Sodium's reactivity with both alcoholic and carboxylic OH groups

Steps:

• Lactic acid, CH₃CH(OH)COOH, contains an alcoholic -OH (secondary) and a carboxylic -OH.
• Sodium metal reduces to Na⁺ and releases H₂ when reacting with acidic hydrogens.
• It deprotonates the alcoholic -OH to form CH₃CH(ONa)COOH + ½H₂.
• It also deprotonates the carboxylic -OH to form CH₃CH(OH)COONa + ½H₂, consuming both.

Why C is correct:

• Sodium reacts with alcohols (ROH + Na → RONa + ½H₂) and carboxylic acids (RCOOH + Na → RCOONa + ½H₂), engaging both -OH types via redox with H.

Why the others are wrong:

• A: Oxidizes the alcoholic -OH to a carbonyl (CH₃COCOOH) but leaves carboxylic -OH unchanged.
• B: Esterifies only the carboxylic -OH (to ethyl lactate) under catalysis, ignoring alcoholic -OH.
• D: Neutralizes only the carboxylic -OH (to CH₃CH(OH)COO⁻ Na⁺), sparing alcoholic -OH.

Final answer: C

Dataset rows
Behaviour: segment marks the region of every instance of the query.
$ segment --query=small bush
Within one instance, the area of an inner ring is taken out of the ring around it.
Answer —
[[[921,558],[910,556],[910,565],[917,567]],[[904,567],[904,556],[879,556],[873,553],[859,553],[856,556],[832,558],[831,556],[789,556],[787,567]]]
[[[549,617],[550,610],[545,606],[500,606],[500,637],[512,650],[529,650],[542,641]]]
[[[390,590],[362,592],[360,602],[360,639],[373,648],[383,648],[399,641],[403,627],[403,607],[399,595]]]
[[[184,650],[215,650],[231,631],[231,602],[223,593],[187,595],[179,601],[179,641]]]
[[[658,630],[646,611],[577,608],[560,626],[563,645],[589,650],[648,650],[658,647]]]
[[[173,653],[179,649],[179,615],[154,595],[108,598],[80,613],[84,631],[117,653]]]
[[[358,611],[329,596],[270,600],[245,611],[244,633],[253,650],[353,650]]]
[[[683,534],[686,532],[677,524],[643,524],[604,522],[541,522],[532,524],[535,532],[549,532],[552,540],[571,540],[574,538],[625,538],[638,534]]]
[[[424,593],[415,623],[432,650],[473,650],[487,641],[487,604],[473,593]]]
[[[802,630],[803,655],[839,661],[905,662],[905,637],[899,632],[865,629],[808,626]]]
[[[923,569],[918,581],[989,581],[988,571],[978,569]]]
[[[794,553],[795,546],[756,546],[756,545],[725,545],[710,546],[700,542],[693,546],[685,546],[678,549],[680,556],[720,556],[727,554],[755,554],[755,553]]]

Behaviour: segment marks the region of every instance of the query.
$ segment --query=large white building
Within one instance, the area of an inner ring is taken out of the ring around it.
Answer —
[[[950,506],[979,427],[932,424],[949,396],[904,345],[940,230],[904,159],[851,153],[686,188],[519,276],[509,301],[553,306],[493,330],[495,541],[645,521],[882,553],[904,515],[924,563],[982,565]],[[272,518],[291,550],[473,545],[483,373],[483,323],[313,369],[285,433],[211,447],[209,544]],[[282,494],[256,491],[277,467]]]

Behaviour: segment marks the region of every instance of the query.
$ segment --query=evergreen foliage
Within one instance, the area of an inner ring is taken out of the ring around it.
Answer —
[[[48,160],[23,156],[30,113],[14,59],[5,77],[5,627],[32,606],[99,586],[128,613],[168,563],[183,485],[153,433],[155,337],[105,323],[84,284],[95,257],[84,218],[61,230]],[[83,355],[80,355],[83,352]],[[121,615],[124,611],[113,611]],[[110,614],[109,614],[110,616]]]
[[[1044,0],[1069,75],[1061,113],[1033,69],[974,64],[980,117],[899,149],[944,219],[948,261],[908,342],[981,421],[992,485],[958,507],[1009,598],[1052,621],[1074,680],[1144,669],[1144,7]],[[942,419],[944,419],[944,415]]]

Problems to solve
a. Translate this sentence from the sodium reactivity text into Spanish: "Lactic acid, CH₃CH(OH)COOH, contains an alcoholic -OH (secondary) and a carboxylic -OH."
b. Transcribe the stretch of the sodium reactivity text from "Sodium's reactivity with" through "with acidic hydrogens.".
The records can be set aside for this work.

Task results
a. El ácido láctico, CH₃CH(OH)COOH, contiene un -OH alcohólico (secundario) y un -OH carboxílico.

b.
Sodium's reactivity with both alcoholic and carboxylic OH groups

Steps:

• Lactic acid, CH₃CH(OH)COOH, contains an alcoholic -OH (secondary) and a carboxylic -OH.
• Sodium metal reduces to Na⁺ and releases H₂ when reacting with acidic hydrogens.